* _TASKS_
A. Rewrite the passage on hazardous waste liabilities from "The Company has been named" up to and including "remediating.", replacing "hazardous waste" with "toxic waste".
B. In the passage on hazardous waste liabilities, for how many sites has the Company been named a potentially responsible party?
C. Write the next few sentences of the passage on hazardous waste liabilities, starting right after its final sentence.

═══ TEXT SEGMENT

A number of states, including Massachusetts, have enacted similar
laws.
The electric utility industry typically utilizes and/or
generates in its operations a range of potentially hazardous
products and by-products. New England Electric System subsidiaries
currently have in place an environmental audit program intended to
enhance compliance with existing federal, state, and local
requirements regarding the handling of potentially hazardous
products and by-products.
The Company has been named as a potentially responsible party
(PRP) by either the U.S. Environmental Protection Agency or the
Massachusetts Department of Environmental Protection for 17 sites
at which hazardous waste is alleged to have been disposed. Private
parties have also contacted or initiated legal proceedings against
the Company regarding hazardous waste cleanup. The most prevalent
types of hazardous waste sites with which the Company has been
associated are manufactured gas locations. The Company is aware of
approximately 35 such locations in Massachusetts (including seven
of the 17 locations for which the Company is a PRP). The Company
is currently aware of other sites, and may in the future become
aware of additional sites, that it may be held responsible for
remediating.

══════
═══ ENTRIES

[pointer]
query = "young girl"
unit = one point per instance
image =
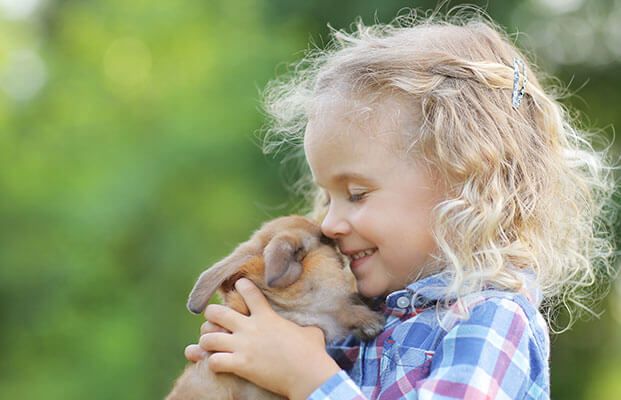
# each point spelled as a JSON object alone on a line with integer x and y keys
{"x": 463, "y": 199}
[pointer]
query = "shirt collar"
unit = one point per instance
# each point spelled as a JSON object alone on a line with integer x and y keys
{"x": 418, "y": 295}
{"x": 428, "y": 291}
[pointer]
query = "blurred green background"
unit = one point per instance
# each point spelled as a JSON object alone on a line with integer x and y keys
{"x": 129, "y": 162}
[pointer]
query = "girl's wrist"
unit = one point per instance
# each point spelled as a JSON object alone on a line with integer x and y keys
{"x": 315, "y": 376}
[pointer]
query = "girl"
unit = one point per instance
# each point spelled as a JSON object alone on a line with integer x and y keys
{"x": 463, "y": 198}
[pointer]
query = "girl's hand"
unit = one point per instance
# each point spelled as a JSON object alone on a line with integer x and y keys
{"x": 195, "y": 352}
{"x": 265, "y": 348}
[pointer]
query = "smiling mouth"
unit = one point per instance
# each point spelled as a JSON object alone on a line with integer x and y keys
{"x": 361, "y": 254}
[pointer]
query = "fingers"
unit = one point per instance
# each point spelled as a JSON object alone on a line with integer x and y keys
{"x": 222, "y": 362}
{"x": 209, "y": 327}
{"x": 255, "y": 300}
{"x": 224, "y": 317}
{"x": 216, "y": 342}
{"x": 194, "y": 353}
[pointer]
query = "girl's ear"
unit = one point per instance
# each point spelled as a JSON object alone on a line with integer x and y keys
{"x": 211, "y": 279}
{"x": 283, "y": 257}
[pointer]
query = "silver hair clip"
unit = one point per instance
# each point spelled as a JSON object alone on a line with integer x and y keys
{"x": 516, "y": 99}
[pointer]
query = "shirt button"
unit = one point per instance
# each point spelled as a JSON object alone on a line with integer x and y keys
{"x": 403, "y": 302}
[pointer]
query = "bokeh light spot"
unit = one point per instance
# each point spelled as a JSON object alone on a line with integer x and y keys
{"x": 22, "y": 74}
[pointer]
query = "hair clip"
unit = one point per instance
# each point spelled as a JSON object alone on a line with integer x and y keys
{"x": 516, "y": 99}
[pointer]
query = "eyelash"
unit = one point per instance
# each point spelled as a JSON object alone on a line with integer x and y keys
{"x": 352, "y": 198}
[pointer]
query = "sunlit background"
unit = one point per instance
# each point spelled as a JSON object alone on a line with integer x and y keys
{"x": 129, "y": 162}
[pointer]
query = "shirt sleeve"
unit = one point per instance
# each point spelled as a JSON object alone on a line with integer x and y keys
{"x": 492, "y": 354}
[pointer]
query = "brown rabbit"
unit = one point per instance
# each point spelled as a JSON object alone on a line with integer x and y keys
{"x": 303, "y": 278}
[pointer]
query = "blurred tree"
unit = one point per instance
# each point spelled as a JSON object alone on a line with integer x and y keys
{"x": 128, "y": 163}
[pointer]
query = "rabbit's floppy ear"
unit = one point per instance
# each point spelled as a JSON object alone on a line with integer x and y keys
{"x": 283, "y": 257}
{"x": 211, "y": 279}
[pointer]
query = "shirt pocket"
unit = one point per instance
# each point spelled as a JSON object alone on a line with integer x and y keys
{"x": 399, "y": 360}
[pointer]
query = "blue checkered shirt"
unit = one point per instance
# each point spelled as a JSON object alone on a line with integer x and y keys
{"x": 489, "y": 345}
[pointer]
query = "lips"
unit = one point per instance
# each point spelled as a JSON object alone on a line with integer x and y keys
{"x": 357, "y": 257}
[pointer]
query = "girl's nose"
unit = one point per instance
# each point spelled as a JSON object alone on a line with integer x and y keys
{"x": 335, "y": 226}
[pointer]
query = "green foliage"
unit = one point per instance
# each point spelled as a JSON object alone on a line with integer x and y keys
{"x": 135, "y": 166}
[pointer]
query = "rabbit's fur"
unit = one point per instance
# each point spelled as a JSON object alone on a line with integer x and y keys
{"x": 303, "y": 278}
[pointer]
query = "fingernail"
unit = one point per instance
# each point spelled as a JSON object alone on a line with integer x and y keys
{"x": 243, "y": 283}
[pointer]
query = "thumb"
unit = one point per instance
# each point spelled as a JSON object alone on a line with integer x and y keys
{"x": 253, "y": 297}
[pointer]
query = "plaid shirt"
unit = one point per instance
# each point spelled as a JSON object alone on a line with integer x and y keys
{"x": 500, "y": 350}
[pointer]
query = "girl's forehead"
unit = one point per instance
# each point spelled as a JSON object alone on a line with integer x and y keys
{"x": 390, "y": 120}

══════

* _EXPECTED RESPONSES_
A.
The Company has been named as a potentially responsible party
(PRP) by either the U.S. Environmental Protection Agency or the
Massachusetts Department of Environmental Protection for 17 sites
at which toxic waste is alleged to have been disposed. Private
parties have also contacted or initiated legal proceedings against
the Company regarding toxic waste cleanup. The most prevalent
types of toxic waste sites with which the Company has been
associated are manufactured gas locations. The Company is aware of
approximately 35 such locations in Massachusetts (including seven
of the 17 locations for which the Company is a PRP). The Company
is currently aware of other sites, and may in the future become
aware of additional sites, that it may be held responsible for
remediating.

B. 17 sites.

C.
In 1993, the Massachusetts Department of Public Utilities
approved a rate agreement filed by the Company that allows for
remediation costs of former manufactured gas sites and certain
other hazardous waste sites located in Massachusetts to be met from
a non-rate recoverable interest-bearing fund of $30 million
established on the Company's books in 1993. Rate recoverable
contributions of $3 million, adjusted for inflation, are added to
the fund annually in accordance with the agreement. Any shortfalls
in the fund would be paid by the Company and be recovered through
rates over seven years.
Predicting the potential costs to investigate and remediate
hazardous waste sites continues to be difficult. There are also
significant uncertainties as to the portion, if any, of the
<PAGE>
Note A - Hazardous Waste - Continued
------------------------
investigation and remediation costs of any particular hazardous
waste site that may ultimately be borne by the Company. Where
appropriate, the Company intends to seek recovery from its insurers
and from other PRPs, but it is uncertain whether and to what extent
such efforts would be successful. At June 30, 1995, the Company
had total reserves for environmental response costs of $35 million
and a related regulatory asset of $10 million. The Company
believes that hazardous waste liabilities for all sites of which it
is aware, and which are not covered by a rate agreement, will not
be material to its financial position.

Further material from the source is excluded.